Мы уже убедились в том, что манерой поведения мужчина-японец кардинально отличается от женщины-японки: в жизни коллектива у них абсолютно разная экономическая значимость и социальная роль. Если женщина социально более свободна, чем мужчина, то это означает, что она может избежать ряда обязанностей, накладываемых социопрофессиональной группой. Мужчина же по рукам и ногам стянут ремнями этих обязанностей и долга: никто ему ничего не должен, но зато он должен всем. С самого рождения он начинает выплачивать долги, и это — единственное его право, данное ему от природы. Живя в обществе, он имеет долг перед императором и нацией, родителями, ояката, наставниками, начальниками, коката, детьми, другими членами семьи, подчиненными. Что касается женщины (разумеется, речь идет только о замужней женщине, так как лишь в этом случае она «существует для общества»), то ее обязанности распространяются лишь на ее родителей и родителей мужа, детей и, наконец, собственно на мужа и слуг, если таковые имеются. Что касается «долгов», то единственно значимый из них она имеет перед мужем. Неженатый молодой человек начинает приобретать вес в обществе, когда вступает в «рабочий коллектив». Молодая женщина обычно также занимается каким-либо трудом, но общество воспитывает ее и занимается ее образованием лишь для того, чтобы сделать из нее почтительную супругу и примерную мать семейства. Это ее основная роль.
Мужчина же — прежде всего производитель благ, составляющий часть группы, объединения на работе, социума. Простора для инициативы мало, он сам не слишком стремится занять ответственную должность, его устраивает место, предоставляемое группой. В качестве отдельного индивида он имеет небольшую ценность, если только не достигает определенной известности или положения общественного руководителя. Его уважают только как производителя благ, о чем уже говорилось выше, но не как потребителя (после последней войны положение немного изменилось). Это расходится с ситуацией в странах Запада, где «потребители» благ имеют большое преимущество перед их производителями.
Как только мужчина в Японии достигал пенсионного возраста (обычно в шестьдесят лет) и автоматически переходил в разряд потребителей, он немедленно терял всякую социальную значимость. Молодежь выказывает уважение возрасту (этого требует конфуцианская традиция), но членами социальной группы производителей старики больше не являются, и единственное право, которое им остается, — это возможность спокойно умереть, принимая заботы родственников. В социальном же отношении они становятся иждивенцами. Их почитают, с ними советуются (однако этим советам можно и не следовать), отмечают их дни рождения и избавляют от тяжелой работы. Это отношение к старикам, характерное для японцев прошлых веков, усилилось в период Мэйдзи из-за роста населения и огромных экономических трудностей, с которыми боролись семьи, чтобы выжить. Оно сохраняется кое-где в деревнях и среди некоторых пластов городского населения, в основном у молодых мужчин, для которых старость означает конец деятельной жизни. Старик или тот, кто вышел на пенсию, становится «немощным», и законы не могут здесь ничего изменить: это факт. Они больше не входят в группу производителей, они изолированы от жизни и потеряны для общества. Кроме того, они становятся обузой. Этим объясняется огромное количество самоубийств, совершаемых не только пожилыми людьми (среди которых были и весьма известные люди), но и молодыми, теми, кто потерял (или по тем или иным причинам не смог найти) свое место в обществе. Действительно, индивид как таковой практически не может существовать в японском обществе, традиционном или современном — не суть важно.

> _Задание_
Продолжите текст о социальном положении японских мужчин, женщин и стариков, начиная сразу после его последнего предложения.

> _Исходные данные_
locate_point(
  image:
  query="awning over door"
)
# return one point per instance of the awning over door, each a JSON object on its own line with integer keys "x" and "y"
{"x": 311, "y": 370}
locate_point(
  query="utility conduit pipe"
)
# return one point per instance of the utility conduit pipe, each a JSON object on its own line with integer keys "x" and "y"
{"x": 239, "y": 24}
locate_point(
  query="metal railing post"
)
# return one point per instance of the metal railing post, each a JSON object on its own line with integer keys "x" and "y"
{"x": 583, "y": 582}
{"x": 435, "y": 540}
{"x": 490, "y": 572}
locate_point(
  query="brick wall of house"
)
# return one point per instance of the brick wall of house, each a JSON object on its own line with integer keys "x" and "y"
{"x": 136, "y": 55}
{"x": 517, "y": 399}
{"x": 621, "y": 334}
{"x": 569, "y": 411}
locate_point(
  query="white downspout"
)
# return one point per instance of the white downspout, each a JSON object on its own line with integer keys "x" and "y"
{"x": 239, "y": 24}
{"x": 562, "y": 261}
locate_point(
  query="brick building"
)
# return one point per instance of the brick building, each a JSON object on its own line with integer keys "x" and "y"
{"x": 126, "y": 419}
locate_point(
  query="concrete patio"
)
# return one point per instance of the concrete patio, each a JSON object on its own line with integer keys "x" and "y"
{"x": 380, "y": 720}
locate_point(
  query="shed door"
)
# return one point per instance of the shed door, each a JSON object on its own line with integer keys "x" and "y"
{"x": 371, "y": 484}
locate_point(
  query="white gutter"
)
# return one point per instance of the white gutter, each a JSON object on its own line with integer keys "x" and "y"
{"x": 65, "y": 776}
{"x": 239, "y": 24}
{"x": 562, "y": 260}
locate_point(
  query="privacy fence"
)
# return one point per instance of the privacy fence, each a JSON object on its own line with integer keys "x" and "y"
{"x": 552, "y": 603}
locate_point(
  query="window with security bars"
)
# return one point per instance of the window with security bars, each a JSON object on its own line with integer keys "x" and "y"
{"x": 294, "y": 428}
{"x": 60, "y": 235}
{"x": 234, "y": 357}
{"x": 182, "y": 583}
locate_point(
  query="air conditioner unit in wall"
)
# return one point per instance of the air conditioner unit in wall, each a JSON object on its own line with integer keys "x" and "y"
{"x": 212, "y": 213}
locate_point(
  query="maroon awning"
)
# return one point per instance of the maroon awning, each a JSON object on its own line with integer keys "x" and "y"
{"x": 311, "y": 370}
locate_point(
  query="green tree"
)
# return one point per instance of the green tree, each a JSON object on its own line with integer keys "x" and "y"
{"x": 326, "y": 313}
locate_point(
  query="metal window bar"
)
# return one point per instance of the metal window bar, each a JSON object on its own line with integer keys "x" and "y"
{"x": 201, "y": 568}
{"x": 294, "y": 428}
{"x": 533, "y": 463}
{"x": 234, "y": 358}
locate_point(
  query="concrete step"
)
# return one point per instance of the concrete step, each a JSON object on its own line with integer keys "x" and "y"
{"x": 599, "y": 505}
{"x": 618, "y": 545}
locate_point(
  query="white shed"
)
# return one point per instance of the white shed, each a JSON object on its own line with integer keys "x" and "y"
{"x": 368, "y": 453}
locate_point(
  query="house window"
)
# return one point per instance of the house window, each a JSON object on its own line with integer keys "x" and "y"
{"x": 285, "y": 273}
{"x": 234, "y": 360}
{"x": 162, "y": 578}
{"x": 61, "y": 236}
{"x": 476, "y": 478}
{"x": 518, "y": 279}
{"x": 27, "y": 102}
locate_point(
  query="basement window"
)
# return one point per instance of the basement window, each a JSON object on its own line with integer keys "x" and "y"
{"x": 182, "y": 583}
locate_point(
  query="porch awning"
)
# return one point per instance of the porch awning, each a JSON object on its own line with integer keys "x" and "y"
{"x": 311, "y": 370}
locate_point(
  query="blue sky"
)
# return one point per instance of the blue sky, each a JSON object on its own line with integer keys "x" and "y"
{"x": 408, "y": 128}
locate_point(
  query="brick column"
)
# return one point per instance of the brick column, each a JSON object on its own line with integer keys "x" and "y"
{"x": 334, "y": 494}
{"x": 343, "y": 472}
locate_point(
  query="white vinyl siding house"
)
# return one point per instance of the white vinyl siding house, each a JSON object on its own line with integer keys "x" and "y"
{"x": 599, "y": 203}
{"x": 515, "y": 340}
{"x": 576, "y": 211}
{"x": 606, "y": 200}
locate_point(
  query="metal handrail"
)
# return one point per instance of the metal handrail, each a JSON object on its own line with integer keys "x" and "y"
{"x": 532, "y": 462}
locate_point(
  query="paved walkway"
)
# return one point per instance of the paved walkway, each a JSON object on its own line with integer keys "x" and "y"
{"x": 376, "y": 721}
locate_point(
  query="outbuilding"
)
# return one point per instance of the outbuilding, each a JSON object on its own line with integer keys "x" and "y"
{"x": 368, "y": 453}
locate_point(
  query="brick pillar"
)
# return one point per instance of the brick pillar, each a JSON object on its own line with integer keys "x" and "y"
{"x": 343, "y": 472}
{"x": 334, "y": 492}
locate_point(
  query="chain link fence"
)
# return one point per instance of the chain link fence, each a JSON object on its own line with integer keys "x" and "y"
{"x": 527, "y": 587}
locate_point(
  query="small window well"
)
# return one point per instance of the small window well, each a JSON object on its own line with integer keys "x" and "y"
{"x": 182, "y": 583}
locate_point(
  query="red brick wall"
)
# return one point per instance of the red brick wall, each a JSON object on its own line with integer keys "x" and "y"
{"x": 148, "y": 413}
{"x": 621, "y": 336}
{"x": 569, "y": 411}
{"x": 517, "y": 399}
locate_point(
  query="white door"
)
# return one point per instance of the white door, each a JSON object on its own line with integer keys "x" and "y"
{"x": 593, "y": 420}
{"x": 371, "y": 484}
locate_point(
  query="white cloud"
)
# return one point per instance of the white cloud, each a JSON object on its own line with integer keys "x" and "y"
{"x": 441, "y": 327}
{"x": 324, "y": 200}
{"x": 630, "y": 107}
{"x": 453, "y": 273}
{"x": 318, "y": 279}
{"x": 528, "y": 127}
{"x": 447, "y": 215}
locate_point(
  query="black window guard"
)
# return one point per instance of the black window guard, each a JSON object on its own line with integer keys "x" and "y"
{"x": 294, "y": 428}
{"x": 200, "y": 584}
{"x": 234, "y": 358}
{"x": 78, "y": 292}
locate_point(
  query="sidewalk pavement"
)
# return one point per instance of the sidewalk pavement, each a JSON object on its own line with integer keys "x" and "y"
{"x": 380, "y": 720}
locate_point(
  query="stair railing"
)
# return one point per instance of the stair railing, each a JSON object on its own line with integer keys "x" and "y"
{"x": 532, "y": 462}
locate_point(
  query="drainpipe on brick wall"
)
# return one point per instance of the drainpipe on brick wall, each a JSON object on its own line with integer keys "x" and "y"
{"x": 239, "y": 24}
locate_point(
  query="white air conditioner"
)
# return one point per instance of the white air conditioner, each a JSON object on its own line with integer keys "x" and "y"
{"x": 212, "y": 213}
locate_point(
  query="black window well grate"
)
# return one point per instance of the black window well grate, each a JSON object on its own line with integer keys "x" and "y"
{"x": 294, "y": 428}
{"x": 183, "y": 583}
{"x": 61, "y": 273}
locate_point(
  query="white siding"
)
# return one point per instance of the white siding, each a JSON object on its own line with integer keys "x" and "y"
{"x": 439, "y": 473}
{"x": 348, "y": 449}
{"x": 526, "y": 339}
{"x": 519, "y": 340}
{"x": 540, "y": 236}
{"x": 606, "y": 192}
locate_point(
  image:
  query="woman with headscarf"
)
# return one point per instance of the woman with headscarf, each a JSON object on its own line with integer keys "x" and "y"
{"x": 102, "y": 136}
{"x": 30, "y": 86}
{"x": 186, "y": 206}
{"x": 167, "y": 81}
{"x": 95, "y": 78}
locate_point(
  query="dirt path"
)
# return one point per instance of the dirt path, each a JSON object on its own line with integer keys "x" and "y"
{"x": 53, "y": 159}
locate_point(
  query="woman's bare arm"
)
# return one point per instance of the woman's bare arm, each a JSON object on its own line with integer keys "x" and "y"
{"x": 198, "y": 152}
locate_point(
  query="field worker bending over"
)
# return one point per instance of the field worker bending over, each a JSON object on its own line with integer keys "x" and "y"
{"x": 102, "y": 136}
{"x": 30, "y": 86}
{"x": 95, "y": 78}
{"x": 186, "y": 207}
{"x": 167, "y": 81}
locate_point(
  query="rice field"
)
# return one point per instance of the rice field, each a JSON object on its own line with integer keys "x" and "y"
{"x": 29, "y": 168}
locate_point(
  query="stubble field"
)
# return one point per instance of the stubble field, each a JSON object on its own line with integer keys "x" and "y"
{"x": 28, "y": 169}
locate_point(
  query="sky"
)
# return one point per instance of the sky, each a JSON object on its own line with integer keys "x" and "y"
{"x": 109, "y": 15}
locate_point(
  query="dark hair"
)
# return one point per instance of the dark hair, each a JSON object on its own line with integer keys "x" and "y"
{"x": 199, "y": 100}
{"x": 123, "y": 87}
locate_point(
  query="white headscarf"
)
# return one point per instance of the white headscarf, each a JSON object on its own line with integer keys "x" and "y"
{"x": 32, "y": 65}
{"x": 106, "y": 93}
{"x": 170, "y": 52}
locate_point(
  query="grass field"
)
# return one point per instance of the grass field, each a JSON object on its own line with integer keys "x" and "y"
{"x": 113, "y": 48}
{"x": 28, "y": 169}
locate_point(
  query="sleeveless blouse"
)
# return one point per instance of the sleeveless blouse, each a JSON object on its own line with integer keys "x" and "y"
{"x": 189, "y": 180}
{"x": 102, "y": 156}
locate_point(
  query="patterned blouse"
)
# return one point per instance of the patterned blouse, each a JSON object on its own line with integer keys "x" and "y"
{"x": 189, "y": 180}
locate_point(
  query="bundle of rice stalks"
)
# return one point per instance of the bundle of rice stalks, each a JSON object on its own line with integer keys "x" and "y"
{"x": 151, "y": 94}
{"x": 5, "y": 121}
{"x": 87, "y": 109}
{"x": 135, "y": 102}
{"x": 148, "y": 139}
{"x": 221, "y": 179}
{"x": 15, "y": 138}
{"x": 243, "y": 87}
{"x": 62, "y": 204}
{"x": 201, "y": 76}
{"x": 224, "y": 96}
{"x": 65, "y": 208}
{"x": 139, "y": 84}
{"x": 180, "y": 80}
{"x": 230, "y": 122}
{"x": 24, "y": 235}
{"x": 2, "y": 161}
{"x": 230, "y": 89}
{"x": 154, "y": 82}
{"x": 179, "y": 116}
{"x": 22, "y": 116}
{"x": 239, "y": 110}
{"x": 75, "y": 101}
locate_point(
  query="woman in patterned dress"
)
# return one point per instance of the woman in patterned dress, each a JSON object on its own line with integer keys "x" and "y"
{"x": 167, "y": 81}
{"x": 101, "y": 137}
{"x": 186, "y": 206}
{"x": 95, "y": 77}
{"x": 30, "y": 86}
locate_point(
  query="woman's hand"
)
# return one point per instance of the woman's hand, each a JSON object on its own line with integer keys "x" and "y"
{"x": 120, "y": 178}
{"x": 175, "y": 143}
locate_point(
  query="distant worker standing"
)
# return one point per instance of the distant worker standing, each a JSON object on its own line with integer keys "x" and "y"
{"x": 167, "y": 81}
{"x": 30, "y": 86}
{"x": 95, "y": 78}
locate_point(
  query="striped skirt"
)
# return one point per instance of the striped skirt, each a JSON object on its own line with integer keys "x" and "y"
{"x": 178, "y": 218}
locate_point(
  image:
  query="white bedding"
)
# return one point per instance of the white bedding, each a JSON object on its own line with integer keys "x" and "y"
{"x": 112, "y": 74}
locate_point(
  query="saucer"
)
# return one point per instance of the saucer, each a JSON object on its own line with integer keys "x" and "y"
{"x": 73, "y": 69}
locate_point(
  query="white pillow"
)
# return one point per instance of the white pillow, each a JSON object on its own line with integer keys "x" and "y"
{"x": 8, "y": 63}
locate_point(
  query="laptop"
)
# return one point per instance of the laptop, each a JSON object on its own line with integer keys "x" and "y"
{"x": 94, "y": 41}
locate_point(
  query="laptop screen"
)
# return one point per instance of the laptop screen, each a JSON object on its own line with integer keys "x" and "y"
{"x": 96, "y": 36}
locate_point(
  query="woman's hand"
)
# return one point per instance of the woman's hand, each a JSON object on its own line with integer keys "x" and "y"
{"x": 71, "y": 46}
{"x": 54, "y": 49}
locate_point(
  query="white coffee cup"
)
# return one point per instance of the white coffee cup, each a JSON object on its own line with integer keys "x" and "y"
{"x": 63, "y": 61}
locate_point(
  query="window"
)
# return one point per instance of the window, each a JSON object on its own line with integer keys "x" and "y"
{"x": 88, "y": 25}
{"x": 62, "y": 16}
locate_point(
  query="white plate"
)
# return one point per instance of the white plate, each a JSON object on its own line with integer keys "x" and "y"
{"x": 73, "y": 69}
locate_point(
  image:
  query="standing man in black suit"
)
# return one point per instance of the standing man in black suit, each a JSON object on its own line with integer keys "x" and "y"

> _Ответ к заданию_
Но наше знакомство с повседневной жизнью японцев поверхностно и не затрагивает бесчисленных ее нюансов. Описанное выше положение дел применимо в период Мэйдзи к основной массе населения: крестьянам, служащим, рабочим, ремесленникам. Представители же образованных кругов общества выходили иногда за эти жесткие рамки и, хотя сами должны были выполнять разные обязанности и обязательства (он, гири, гиму), имели возможность избежать негативных сторон и последствий некоторых из них.
Здесь необходимо коснуться той паутины обязанностей и долга, в которой намертво запутывается каждый японец. В Японии различают три вида своеобразных приказов или обязательств, которые управляют жизнью каждого жителя этой страны и о которых необходимо иметь представление, если есть желание хоть немного разобраться в причинах того или иного поведения японцев. Форма «он», относящаяся к основным понятиям этики, требует, чтобы кто-либо (не важно, кто), получающий услугу («милость») от кого-либо или от общества, был безоговорочно поставлен в положение должника. Обязанности, которые, таким образом, получает человек, являются либо пассивными (ко-он — милость императора плюс то, что человеку дается от рождения — оя но он, или милость родителей, нуси но он, или милость, полученная от вышестоящих, си но он, или милость, полученная от наставника, учителя и т. д.), либо активными (гири или гиму). Тот, кто предоставляет эти милости, называется ондзин.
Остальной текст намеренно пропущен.